PROMPT: Rewrite the lines from the one containing "Provide one marker per instance of the pale" through the one containing "x=204, y=135", inclusive, changing "bud cluster" to "flower bud" and leaving everything else as it is.

EXCERPTED RECORDS:
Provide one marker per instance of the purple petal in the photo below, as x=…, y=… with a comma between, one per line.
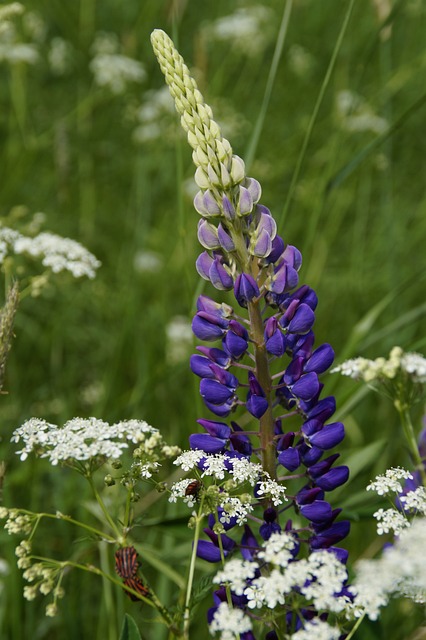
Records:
x=225, y=239
x=318, y=511
x=216, y=429
x=219, y=277
x=290, y=458
x=321, y=359
x=204, y=329
x=234, y=345
x=277, y=249
x=333, y=478
x=330, y=536
x=306, y=387
x=228, y=209
x=216, y=355
x=207, y=443
x=203, y=264
x=201, y=366
x=245, y=202
x=208, y=235
x=302, y=320
x=256, y=405
x=254, y=188
x=324, y=409
x=208, y=551
x=220, y=410
x=263, y=245
x=329, y=436
x=214, y=392
x=245, y=289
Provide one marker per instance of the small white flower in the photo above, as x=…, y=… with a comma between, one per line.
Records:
x=235, y=573
x=415, y=500
x=79, y=439
x=317, y=630
x=229, y=622
x=390, y=520
x=390, y=482
x=189, y=459
x=271, y=489
x=114, y=71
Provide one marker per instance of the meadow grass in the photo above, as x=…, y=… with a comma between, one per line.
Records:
x=356, y=210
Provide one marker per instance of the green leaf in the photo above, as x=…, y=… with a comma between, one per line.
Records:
x=364, y=457
x=129, y=630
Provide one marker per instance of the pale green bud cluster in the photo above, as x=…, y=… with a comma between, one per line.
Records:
x=204, y=135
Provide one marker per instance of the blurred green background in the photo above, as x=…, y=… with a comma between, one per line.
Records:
x=98, y=150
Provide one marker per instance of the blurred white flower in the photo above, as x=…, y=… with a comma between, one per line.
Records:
x=355, y=114
x=179, y=339
x=10, y=10
x=152, y=116
x=55, y=252
x=400, y=571
x=111, y=69
x=34, y=26
x=12, y=50
x=145, y=261
x=247, y=29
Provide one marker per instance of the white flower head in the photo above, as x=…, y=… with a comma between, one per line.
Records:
x=230, y=623
x=390, y=481
x=79, y=439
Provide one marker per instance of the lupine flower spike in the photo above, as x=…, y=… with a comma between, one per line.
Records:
x=271, y=341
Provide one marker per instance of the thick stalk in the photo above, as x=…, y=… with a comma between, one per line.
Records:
x=260, y=355
x=264, y=377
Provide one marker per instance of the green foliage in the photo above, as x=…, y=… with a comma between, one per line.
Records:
x=71, y=150
x=130, y=629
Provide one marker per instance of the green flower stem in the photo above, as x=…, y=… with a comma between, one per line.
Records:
x=104, y=509
x=355, y=627
x=191, y=572
x=410, y=436
x=264, y=377
x=261, y=359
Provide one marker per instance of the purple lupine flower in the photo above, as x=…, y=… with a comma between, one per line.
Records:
x=243, y=253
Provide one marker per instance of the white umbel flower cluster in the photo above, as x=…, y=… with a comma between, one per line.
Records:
x=80, y=439
x=267, y=580
x=390, y=482
x=112, y=70
x=381, y=369
x=55, y=252
x=400, y=571
x=230, y=623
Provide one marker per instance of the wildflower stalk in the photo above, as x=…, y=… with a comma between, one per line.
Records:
x=104, y=509
x=268, y=455
x=407, y=425
x=186, y=617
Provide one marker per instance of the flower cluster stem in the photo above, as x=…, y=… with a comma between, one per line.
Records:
x=191, y=572
x=264, y=377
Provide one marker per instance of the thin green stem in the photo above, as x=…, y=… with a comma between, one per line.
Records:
x=104, y=510
x=315, y=112
x=251, y=150
x=355, y=627
x=410, y=436
x=191, y=572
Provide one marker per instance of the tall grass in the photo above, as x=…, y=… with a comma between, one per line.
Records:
x=357, y=212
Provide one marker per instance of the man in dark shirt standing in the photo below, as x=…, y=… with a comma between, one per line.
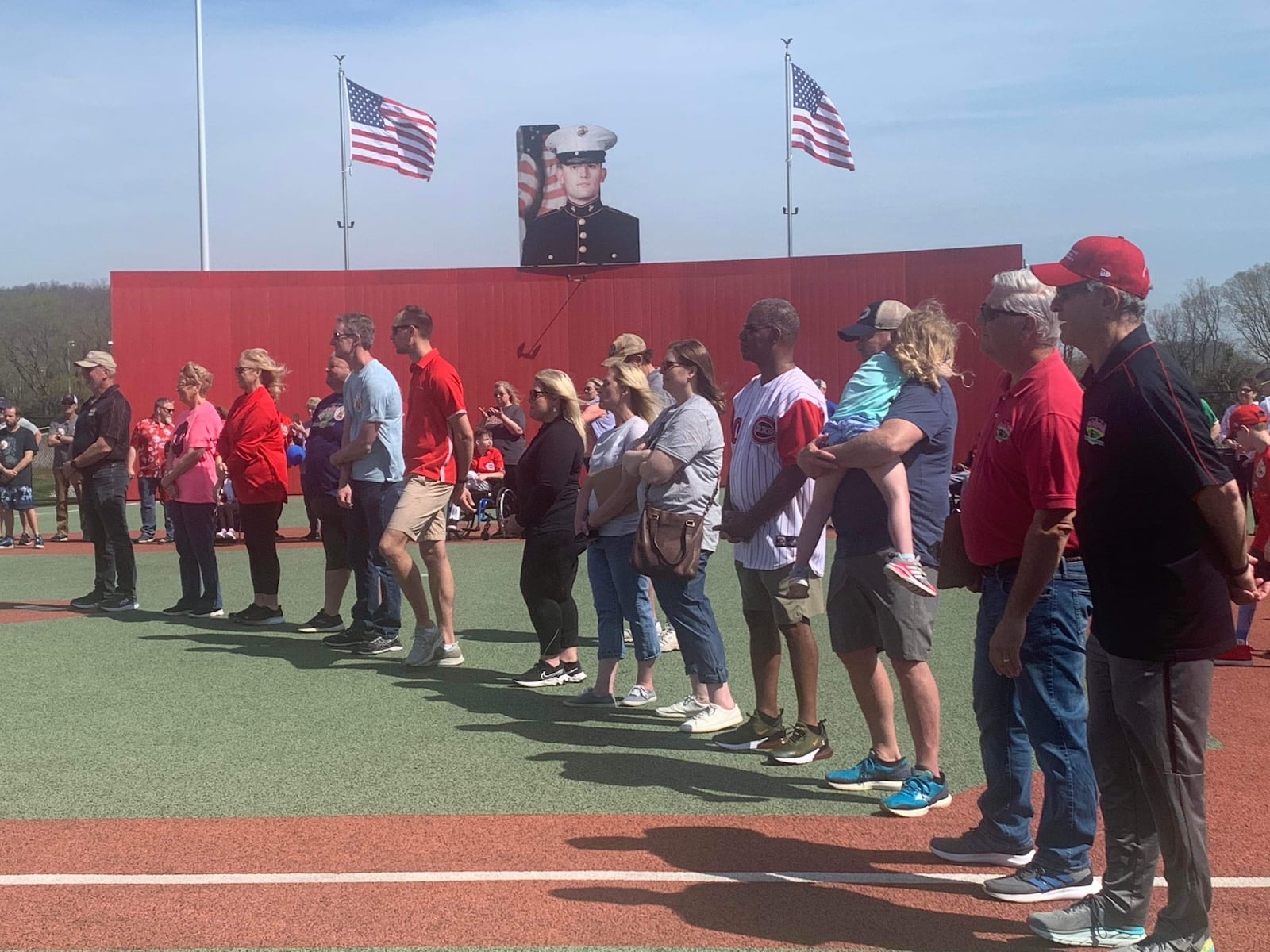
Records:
x=99, y=463
x=1162, y=533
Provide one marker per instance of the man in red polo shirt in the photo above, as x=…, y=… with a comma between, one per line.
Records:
x=437, y=446
x=1034, y=607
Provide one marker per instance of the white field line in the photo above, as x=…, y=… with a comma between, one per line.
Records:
x=530, y=876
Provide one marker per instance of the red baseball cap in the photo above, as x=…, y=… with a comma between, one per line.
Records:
x=1115, y=262
x=1246, y=416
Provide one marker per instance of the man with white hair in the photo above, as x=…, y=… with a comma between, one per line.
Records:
x=1034, y=607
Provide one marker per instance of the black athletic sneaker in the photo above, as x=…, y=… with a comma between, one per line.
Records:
x=543, y=676
x=262, y=615
x=379, y=645
x=120, y=603
x=323, y=622
x=93, y=600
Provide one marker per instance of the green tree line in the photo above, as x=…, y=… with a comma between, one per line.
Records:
x=44, y=329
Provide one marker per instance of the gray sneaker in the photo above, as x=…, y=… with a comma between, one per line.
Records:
x=1197, y=942
x=1086, y=923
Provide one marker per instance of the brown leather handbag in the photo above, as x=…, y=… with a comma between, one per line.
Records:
x=668, y=545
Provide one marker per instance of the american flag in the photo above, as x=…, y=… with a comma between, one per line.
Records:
x=816, y=126
x=385, y=132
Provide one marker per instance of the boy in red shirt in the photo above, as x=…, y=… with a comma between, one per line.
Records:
x=1249, y=427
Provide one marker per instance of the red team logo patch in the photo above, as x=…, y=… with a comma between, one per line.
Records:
x=764, y=431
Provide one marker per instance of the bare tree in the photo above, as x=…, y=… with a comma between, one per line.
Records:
x=1248, y=296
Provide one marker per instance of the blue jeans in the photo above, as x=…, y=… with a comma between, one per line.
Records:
x=106, y=520
x=1045, y=711
x=149, y=489
x=620, y=592
x=689, y=609
x=196, y=554
x=379, y=597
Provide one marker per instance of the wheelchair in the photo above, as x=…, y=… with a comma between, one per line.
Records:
x=495, y=507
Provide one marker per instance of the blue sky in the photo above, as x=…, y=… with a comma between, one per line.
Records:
x=971, y=122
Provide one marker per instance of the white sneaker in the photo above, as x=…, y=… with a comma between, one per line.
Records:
x=713, y=719
x=687, y=708
x=638, y=697
x=423, y=649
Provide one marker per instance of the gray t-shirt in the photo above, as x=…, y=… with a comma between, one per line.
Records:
x=372, y=395
x=609, y=454
x=692, y=435
x=63, y=428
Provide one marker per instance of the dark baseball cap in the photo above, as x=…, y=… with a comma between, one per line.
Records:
x=880, y=315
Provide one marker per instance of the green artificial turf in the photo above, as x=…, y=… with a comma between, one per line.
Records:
x=139, y=715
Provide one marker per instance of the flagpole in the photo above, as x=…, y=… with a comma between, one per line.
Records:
x=344, y=224
x=205, y=253
x=791, y=211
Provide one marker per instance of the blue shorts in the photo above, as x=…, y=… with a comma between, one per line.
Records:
x=848, y=428
x=17, y=498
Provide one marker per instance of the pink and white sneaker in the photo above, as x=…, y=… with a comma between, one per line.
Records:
x=912, y=577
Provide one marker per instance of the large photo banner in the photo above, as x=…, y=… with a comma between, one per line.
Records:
x=559, y=173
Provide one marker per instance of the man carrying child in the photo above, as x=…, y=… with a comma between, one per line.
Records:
x=870, y=609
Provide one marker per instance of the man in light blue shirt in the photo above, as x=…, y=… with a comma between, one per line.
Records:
x=371, y=470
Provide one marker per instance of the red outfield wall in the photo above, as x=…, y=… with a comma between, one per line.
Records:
x=508, y=323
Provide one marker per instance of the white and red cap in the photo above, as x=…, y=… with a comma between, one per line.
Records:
x=1115, y=262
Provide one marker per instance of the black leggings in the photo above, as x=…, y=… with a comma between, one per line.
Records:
x=260, y=524
x=549, y=566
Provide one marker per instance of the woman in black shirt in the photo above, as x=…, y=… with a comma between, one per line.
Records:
x=546, y=497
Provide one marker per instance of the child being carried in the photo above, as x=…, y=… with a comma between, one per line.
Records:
x=924, y=349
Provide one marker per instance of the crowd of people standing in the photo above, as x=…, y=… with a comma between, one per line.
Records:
x=1096, y=630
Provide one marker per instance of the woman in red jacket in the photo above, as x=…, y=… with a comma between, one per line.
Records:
x=254, y=448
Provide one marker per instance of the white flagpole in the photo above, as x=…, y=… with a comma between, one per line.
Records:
x=791, y=211
x=344, y=224
x=205, y=253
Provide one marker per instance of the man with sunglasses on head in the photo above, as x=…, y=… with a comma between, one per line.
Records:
x=438, y=452
x=1164, y=541
x=1034, y=607
x=370, y=484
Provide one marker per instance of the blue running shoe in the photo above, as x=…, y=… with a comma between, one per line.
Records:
x=921, y=793
x=870, y=774
x=1032, y=884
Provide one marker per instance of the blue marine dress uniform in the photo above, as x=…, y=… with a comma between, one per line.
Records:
x=582, y=234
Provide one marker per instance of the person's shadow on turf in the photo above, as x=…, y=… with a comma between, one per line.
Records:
x=813, y=914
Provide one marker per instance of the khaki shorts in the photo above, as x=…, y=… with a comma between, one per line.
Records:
x=421, y=513
x=869, y=608
x=768, y=590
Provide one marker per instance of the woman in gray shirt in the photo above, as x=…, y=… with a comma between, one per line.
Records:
x=679, y=466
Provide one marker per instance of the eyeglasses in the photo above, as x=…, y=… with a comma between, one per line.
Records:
x=991, y=314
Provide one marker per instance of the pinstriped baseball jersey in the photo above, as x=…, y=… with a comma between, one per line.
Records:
x=770, y=423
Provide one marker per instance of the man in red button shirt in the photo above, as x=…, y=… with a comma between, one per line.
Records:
x=1029, y=658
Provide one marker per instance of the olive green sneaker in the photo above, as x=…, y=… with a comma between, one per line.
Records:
x=803, y=746
x=760, y=733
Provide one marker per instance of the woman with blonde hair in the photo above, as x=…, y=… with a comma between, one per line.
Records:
x=546, y=497
x=254, y=450
x=609, y=516
x=679, y=463
x=190, y=486
x=506, y=423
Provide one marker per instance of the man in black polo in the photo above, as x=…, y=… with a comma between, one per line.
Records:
x=99, y=463
x=1162, y=533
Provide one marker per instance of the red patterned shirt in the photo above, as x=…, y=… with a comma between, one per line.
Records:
x=150, y=438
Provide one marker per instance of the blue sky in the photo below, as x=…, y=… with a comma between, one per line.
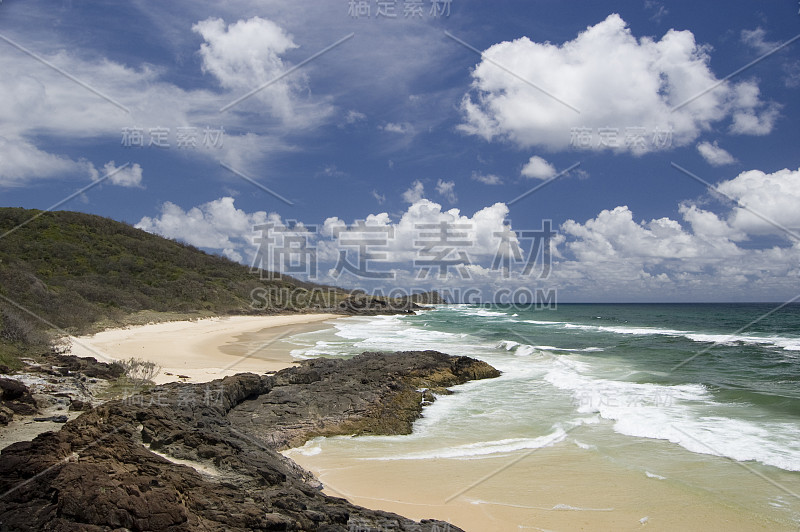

EXERCISE RESPONSE:
Provide one marker per instance of the pale green flower bud in the photo above, as x=…, y=… with a comma between, one per line.
Records:
x=204, y=135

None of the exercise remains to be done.